§ Exercise prompt:
Quote the lines below verbatim, beginning at the line that contains "Find the green" and continuing through the final line of the records.

§ Mask labeling examples:
****************

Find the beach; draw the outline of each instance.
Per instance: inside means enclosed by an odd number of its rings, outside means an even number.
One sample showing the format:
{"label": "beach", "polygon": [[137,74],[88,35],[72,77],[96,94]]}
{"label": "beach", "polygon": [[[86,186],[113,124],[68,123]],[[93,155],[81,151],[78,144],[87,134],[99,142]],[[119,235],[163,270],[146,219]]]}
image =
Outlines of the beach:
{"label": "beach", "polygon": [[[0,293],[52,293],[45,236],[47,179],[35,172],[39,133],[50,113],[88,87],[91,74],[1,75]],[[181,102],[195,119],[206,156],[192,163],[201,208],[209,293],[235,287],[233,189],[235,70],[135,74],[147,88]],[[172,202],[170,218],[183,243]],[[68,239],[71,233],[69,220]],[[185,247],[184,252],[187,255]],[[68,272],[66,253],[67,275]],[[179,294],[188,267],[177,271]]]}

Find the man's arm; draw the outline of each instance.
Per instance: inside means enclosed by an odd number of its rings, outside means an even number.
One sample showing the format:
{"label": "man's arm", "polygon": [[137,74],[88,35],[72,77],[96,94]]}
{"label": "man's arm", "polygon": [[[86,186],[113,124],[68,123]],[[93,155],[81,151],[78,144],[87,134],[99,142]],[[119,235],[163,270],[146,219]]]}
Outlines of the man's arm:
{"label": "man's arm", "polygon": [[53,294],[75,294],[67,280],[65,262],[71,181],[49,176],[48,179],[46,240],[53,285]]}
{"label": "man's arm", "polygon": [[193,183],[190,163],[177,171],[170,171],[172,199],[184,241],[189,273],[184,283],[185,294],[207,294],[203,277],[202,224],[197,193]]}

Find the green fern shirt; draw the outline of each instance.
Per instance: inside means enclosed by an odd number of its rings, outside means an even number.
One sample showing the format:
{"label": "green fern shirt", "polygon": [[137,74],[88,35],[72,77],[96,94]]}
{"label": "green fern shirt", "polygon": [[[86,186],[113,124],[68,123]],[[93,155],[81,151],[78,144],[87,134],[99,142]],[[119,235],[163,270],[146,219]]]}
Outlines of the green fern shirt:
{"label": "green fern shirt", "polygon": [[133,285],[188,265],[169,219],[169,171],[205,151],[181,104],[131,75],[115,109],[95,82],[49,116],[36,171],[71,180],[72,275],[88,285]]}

****************

§ Answer below:
Find the green fern shirt; draw the outline of each instance.
Per instance: inside means enclosed by an odd number of its rings, outside means an even number.
One sample showing the format:
{"label": "green fern shirt", "polygon": [[137,74],[88,35],[72,77],[96,94]]}
{"label": "green fern shirt", "polygon": [[[86,186],[113,124],[68,123]],[[93,155],[81,151],[78,144],[87,134],[99,142]],[[119,235],[163,270],[146,219]]]}
Outlines of the green fern shirt:
{"label": "green fern shirt", "polygon": [[133,285],[188,265],[169,219],[169,171],[205,151],[181,104],[131,75],[115,109],[95,82],[49,116],[36,171],[71,180],[72,275],[88,285]]}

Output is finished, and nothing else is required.